Aim: Nothing but the line with "Where in the photo above can the green field" and the lines after it, through the end of the records below, is to be repeated, exactly as it is.
%%
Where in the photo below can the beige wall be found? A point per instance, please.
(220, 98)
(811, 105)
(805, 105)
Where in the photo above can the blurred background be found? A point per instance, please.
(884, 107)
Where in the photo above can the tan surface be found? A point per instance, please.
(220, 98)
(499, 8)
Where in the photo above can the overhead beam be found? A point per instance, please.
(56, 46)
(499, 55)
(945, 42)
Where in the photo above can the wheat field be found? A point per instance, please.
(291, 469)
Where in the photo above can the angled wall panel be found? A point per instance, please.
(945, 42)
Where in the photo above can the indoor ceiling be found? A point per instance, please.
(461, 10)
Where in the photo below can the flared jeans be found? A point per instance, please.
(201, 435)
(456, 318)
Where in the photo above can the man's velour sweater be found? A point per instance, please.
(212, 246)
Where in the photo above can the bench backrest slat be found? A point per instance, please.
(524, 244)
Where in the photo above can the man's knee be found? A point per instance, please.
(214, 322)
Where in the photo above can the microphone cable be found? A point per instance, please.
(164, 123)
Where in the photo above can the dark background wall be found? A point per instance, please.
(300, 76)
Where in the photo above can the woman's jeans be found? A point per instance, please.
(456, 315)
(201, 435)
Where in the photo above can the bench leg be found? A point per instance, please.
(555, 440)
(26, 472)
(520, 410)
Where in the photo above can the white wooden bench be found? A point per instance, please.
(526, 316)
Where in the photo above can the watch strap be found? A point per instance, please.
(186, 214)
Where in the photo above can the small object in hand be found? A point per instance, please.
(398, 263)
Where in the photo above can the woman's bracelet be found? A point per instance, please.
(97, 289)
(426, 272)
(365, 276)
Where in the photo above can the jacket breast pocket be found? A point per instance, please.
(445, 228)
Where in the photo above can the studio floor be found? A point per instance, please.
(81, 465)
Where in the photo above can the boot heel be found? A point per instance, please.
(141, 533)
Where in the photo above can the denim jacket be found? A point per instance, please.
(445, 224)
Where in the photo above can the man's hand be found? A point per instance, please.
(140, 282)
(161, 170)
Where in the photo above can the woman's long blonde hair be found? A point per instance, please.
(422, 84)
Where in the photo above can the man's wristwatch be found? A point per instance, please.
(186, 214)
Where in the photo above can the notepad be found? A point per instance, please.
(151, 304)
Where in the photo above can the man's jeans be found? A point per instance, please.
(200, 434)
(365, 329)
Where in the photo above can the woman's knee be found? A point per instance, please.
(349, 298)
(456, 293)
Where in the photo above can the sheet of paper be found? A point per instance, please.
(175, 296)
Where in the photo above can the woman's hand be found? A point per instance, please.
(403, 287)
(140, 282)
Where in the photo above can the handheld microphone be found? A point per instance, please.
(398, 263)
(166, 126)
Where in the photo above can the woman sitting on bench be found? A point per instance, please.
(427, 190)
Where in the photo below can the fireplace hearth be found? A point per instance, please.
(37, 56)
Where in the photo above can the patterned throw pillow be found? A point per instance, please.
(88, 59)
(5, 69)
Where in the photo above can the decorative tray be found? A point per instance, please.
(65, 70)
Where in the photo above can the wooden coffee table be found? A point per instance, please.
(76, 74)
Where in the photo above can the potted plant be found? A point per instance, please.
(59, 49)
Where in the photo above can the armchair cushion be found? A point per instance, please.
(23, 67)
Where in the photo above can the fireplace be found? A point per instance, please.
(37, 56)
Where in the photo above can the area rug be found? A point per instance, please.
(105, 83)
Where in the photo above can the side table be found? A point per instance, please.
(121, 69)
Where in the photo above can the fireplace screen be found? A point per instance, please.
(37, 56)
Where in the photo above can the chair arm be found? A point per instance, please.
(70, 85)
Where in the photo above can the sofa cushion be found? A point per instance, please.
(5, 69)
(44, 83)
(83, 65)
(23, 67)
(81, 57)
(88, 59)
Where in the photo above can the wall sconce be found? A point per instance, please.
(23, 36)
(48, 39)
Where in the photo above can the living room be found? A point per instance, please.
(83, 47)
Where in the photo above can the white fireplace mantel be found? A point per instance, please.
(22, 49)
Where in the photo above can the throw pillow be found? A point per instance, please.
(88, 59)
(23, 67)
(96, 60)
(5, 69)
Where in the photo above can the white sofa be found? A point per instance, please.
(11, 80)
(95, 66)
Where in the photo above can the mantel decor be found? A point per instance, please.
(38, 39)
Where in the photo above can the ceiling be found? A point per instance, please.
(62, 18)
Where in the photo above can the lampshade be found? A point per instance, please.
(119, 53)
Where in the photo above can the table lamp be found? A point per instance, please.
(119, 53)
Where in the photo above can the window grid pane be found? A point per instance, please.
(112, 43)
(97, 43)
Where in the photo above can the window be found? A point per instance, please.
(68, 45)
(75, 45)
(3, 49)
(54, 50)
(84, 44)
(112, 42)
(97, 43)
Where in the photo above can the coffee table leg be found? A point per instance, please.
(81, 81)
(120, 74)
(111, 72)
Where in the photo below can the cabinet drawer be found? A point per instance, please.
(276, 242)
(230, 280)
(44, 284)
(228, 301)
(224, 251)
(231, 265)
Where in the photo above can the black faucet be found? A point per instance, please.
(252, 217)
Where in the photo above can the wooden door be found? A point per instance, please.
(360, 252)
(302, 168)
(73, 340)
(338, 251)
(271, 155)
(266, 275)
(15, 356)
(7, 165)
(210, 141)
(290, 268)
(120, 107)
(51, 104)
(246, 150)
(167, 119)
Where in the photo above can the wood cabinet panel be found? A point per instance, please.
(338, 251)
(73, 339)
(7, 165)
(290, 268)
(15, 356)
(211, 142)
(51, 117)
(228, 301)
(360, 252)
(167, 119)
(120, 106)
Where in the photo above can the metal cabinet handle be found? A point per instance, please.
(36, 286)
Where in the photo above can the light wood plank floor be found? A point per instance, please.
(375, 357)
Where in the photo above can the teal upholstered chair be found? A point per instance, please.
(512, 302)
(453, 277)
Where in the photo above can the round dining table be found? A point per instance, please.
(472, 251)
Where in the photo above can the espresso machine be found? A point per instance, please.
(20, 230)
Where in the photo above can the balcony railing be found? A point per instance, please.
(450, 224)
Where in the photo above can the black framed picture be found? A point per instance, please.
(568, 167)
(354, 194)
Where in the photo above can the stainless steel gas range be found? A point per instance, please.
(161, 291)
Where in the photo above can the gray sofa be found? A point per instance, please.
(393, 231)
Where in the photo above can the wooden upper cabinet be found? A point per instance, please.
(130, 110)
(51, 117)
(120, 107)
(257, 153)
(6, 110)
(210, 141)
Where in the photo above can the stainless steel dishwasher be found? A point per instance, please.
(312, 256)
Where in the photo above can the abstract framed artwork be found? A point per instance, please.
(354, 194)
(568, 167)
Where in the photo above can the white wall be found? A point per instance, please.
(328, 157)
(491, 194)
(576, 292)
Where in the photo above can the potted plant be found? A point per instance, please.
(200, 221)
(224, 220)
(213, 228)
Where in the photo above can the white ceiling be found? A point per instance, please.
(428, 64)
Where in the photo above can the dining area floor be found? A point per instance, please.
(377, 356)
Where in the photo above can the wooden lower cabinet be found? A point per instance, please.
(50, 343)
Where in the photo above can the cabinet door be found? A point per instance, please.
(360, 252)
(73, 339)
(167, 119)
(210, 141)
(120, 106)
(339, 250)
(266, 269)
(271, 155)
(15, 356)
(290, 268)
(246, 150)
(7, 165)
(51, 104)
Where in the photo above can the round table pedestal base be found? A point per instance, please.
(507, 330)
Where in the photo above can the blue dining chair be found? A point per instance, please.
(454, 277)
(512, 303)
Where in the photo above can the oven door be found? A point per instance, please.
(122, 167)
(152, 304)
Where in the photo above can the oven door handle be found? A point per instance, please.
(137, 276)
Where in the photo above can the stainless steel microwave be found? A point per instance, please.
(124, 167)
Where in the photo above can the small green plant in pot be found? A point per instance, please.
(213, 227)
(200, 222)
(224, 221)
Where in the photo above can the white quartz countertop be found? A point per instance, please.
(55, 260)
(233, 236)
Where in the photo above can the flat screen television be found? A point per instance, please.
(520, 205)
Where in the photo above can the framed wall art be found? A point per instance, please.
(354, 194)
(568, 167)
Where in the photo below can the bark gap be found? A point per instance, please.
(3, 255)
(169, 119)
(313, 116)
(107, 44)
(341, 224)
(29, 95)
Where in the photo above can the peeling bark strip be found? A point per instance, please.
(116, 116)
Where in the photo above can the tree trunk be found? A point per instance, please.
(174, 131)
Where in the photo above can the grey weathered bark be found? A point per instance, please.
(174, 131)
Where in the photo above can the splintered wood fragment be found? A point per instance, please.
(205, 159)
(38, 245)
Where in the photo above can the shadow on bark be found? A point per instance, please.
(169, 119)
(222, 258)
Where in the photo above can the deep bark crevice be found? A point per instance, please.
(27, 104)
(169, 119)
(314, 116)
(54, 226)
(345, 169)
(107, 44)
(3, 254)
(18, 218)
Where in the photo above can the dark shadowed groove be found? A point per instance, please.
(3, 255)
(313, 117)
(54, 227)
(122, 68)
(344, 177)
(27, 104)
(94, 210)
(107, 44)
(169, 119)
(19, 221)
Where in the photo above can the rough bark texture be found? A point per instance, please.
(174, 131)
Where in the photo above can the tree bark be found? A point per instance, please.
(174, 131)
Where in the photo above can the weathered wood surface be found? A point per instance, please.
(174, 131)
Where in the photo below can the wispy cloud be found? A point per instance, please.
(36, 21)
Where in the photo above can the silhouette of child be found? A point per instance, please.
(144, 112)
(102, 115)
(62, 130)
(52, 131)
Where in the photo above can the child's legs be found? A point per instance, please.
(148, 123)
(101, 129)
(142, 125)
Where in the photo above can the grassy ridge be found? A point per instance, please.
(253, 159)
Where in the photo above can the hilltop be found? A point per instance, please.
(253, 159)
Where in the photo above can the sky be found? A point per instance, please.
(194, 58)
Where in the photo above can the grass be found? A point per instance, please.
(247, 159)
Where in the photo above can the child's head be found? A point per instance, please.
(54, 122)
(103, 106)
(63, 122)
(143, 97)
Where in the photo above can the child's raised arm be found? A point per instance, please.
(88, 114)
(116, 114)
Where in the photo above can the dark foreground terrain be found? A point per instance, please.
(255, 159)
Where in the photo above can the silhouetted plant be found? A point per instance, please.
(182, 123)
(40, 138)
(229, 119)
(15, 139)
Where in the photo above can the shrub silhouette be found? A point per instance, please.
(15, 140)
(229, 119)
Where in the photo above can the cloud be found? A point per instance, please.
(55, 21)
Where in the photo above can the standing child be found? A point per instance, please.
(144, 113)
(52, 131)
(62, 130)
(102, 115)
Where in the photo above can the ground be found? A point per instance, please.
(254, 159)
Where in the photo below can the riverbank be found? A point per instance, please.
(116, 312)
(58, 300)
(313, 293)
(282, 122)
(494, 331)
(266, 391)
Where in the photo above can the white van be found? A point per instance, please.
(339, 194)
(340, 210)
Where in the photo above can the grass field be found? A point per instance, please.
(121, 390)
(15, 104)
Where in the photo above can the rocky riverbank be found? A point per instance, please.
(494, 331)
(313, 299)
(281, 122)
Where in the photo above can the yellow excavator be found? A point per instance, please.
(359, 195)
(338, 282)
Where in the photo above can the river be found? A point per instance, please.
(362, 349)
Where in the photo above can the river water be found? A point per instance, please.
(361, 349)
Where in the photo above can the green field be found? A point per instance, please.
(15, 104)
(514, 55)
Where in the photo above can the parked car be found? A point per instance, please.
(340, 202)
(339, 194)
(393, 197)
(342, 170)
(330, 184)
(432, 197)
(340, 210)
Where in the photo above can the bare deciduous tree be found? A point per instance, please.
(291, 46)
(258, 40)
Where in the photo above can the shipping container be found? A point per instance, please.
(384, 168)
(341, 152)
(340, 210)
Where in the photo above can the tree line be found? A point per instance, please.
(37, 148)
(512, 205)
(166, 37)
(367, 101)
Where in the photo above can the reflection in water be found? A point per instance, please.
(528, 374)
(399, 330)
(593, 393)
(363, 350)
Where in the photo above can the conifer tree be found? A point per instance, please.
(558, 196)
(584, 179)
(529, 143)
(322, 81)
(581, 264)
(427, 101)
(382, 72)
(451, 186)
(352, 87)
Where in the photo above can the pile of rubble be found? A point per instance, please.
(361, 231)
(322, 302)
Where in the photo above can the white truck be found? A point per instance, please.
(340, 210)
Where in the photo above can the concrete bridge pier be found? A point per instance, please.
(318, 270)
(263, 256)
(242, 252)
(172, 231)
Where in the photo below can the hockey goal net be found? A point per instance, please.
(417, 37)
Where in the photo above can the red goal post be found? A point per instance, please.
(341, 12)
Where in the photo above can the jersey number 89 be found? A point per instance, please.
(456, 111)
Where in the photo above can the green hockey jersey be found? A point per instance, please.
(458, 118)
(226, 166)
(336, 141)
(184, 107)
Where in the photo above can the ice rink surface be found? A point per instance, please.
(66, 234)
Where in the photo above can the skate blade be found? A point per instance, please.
%%
Finished exercise:
Where in the photo above can the green field be found? A point per instance, please.
(15, 104)
(514, 55)
Where in the photo above can the parked car be found? A point per instance, please.
(340, 202)
(339, 194)
(393, 197)
(342, 170)
(330, 184)
(432, 197)
(340, 210)
Where in the photo above can the bare deciduous tree be found? A point per instance, please.
(291, 46)
(258, 40)
Where in the photo above can the shipping container be found? A point per instance, please.
(384, 168)
(341, 152)
(340, 210)
Where in the photo above can the tree line be found? A point per instance, please.
(37, 148)
(512, 205)
(166, 37)
(367, 101)
Where in the photo above can the reflection in water be found? A point per instance, please.
(528, 374)
(399, 330)
(593, 393)
(363, 350)
Where in the photo above can the conifer tree be found? A point per instance, please.
(558, 196)
(584, 179)
(529, 143)
(322, 81)
(581, 264)
(427, 101)
(382, 72)
(451, 186)
(352, 87)
Where in the photo above can the pile of rubble be found? A point per instance, please.
(361, 231)
(322, 302)
Where in the photo above can the white truck be found? A point per instance, please.
(340, 210)
Where in the photo above can the concrete bridge pier be found? A point per instance, please.
(318, 270)
(263, 256)
(242, 252)
(172, 231)
Where in the photo below can the hockey goal net be found? A point per instance, please.
(417, 37)
Where in the photo above can the red goal post be found? A point per instance, please.
(341, 12)
Where in the photo above can the jersey number 89 be found? A point per instance, please.
(456, 111)
Where in the photo above can the green hockey jersey be found? A point per instance, please.
(458, 118)
(226, 166)
(336, 141)
(184, 107)
Where in the photo above can the ice rink surface be found? A point per instance, please.
(66, 234)
Where in the photo above can the skate blade be found? A point per instance, please.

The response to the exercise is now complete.